Show all lines of the listing that hold the word "below".

####################

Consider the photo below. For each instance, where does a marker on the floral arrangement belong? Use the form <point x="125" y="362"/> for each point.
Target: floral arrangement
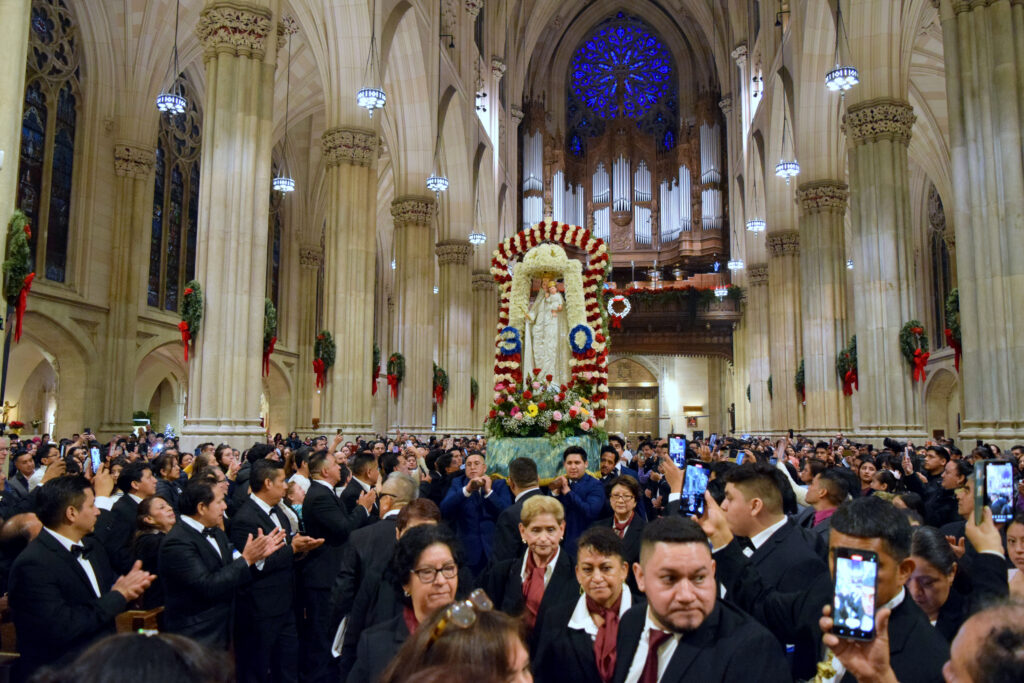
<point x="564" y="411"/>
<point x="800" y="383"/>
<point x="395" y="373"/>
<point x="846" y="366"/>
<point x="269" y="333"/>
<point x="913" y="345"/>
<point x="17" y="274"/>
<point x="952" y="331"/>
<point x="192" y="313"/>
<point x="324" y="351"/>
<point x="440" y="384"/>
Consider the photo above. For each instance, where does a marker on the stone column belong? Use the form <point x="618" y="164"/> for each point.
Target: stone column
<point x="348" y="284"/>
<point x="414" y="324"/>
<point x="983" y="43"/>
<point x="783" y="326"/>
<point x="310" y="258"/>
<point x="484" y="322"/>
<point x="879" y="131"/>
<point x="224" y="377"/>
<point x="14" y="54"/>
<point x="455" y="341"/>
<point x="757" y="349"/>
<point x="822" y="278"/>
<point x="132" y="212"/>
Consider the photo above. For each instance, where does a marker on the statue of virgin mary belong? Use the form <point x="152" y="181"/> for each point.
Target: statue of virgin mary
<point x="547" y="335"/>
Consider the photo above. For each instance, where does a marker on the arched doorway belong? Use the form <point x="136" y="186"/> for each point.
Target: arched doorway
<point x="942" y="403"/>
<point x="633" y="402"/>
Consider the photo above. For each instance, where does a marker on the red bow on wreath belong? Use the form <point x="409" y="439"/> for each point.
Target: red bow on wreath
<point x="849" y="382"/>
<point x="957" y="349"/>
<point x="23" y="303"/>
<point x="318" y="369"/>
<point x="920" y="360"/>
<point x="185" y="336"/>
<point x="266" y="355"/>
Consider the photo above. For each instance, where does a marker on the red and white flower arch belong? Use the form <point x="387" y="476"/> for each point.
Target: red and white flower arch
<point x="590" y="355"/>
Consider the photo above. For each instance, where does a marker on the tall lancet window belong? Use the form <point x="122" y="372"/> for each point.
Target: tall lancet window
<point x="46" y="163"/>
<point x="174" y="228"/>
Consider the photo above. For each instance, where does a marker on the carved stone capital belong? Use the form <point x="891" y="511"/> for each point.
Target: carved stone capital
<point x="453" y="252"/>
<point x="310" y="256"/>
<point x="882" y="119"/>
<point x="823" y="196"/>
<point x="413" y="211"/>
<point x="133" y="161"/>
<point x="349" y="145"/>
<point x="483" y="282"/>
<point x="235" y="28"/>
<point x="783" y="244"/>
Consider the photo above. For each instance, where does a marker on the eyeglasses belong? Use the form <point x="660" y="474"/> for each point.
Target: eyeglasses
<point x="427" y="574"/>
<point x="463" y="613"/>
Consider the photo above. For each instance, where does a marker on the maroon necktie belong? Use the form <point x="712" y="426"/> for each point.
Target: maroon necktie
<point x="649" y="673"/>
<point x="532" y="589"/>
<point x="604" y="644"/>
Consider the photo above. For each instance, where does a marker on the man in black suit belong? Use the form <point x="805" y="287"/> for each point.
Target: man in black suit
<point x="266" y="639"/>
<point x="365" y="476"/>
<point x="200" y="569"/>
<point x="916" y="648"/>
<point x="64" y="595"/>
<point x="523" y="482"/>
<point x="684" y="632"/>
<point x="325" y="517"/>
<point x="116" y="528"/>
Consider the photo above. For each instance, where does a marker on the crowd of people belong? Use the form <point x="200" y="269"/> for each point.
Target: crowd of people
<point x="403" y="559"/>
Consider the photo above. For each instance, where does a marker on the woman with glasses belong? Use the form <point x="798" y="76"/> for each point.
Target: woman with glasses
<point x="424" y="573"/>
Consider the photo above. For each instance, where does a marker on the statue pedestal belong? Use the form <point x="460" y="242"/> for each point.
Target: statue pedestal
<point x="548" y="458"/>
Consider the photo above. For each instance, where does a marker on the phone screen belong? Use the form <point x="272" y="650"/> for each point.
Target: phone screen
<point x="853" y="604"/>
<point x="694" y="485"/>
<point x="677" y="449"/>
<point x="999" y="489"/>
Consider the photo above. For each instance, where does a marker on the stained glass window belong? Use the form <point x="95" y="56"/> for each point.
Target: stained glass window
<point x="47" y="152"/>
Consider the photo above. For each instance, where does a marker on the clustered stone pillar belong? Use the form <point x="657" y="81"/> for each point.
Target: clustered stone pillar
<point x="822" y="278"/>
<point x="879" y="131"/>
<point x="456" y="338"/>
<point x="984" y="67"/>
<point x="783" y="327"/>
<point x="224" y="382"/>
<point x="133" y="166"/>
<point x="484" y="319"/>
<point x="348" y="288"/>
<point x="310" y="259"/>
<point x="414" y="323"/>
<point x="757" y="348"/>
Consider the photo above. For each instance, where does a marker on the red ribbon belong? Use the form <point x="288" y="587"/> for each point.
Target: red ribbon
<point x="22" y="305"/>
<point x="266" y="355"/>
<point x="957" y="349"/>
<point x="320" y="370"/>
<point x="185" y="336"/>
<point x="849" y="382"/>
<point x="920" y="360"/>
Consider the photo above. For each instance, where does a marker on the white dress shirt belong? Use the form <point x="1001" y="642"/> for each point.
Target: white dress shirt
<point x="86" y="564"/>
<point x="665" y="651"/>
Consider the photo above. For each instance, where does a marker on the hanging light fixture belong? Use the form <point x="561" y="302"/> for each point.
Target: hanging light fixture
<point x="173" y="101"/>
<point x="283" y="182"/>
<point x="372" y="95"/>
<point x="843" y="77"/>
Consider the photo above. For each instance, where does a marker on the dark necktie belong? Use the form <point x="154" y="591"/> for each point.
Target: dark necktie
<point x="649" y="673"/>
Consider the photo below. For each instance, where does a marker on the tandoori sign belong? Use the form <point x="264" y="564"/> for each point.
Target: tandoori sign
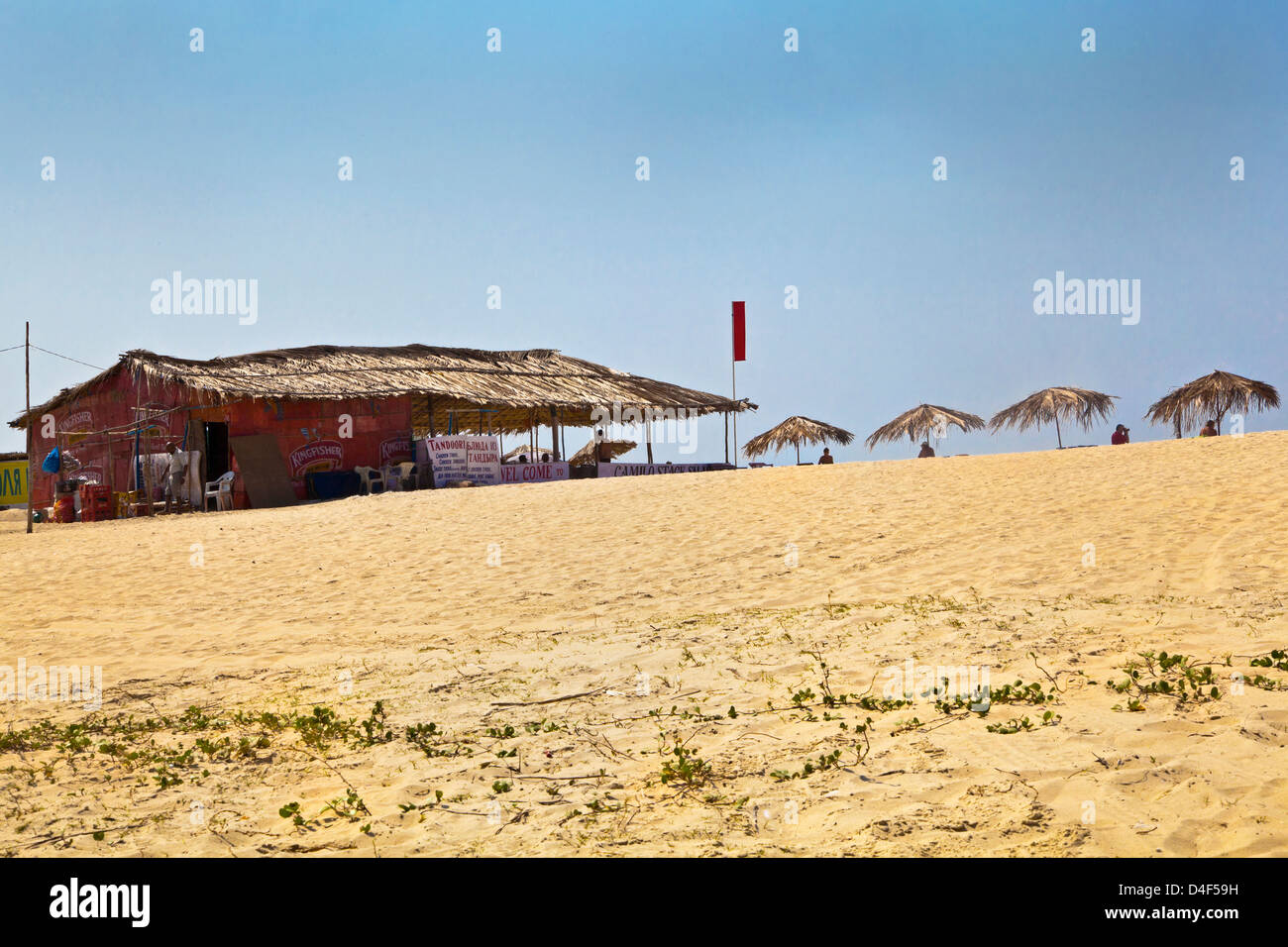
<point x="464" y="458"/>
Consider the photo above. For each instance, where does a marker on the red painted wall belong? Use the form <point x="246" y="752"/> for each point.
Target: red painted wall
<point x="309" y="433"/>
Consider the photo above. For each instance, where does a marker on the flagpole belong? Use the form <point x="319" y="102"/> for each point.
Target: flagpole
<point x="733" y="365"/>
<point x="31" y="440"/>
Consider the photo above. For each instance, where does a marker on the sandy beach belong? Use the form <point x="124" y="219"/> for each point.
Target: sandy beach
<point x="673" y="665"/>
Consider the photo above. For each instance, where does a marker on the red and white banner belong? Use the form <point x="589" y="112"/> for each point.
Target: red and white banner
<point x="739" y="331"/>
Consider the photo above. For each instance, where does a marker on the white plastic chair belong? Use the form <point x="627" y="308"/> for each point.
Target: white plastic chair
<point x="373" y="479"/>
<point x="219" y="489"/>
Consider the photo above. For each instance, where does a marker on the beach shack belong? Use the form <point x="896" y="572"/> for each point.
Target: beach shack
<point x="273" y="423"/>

####################

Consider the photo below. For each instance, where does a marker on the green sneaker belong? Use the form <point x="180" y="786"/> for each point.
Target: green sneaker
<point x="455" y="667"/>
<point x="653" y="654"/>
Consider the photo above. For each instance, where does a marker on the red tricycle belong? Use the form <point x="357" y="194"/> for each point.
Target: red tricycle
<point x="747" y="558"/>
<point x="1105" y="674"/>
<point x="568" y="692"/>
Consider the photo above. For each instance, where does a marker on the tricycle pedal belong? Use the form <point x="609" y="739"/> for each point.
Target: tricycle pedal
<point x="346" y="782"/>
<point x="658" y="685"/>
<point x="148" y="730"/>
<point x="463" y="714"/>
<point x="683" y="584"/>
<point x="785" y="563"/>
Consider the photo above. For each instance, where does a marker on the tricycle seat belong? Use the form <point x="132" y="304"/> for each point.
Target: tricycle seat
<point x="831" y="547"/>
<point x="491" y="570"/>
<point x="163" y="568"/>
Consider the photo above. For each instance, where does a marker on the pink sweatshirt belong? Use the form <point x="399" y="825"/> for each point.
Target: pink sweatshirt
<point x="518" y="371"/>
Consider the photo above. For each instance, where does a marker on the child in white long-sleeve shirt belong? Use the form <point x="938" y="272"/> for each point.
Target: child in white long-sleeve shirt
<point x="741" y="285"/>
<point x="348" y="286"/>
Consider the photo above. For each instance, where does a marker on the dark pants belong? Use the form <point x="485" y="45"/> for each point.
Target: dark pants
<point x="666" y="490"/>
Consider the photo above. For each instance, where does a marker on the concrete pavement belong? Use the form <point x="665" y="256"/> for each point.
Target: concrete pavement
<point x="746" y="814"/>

####################

ANSWER FOR THE TASK
Consider the photo below. For each instance, where does a marker on the floral arrangement belong? Use the form <point x="125" y="362"/> for each point.
Consider the photo below. For each instance, where does a marker on the tandoori sign belong? Use the form <point x="264" y="564"/> for each point.
Consider the photo below. For each instance, where does a marker on the green sneaker belong? Use the form <point x="180" y="786"/> for each point.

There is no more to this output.